GA Tips & Recipes

This page distills practical advice for using the GA in evoproc.ga_scaffold_structured effectively.

Scorers: structural vs task-eval

  • Structural hygiene (default):
    Uses evoproc.scorers’ adapter over the validator suite. Great for bootstrapping before you wire up execution.

  • Task-eval scoring (recommended for benchmarks):
    Pass all three to ga.run(...):

    • final_answer_schema

    • run_steps_fn(proc, question, final_answer_schema, model, print_bool=False) -> state

    • eval_fn(state, proc) -> float (e.g., exact-match or numeric closeness)

best, _ = ga.run(
    task_description=question,
    final_answer_schema=get_schema("gsm"),
    run_steps_fn=run_steps_fn,   # calls your runner
    eval_fn=eval_fn,             # returns [0,1]
)

Sensible hyperparameters (start here)

GAConfig(
  population_size=6,         # 6–12 for quick loops
  elitism=2,                 # keep top 2 unchanged
  crossover_rate=0.7,        # favor crossover
  mutation_rate=0.3,         # still allow edits
  max_generations=3,         # 3–6 to start
  tournament_k=3,
  random_immigrant_rate=0.10,# diversity without chaos
  seed=42,
)

Supplied information:
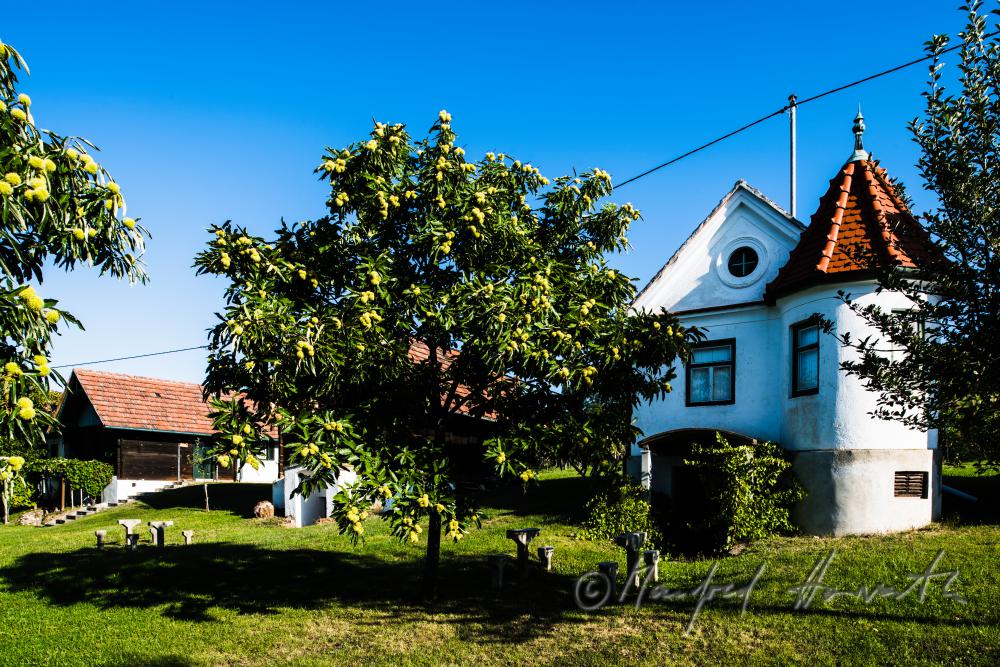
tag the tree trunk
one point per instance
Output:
(432, 559)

What to work on: According to the GA tips page, which three things must be passed to ga.run(...) for task-eval scoring?

Result of the exercise: final_answer_schema, run_steps_fn, and eval_fn.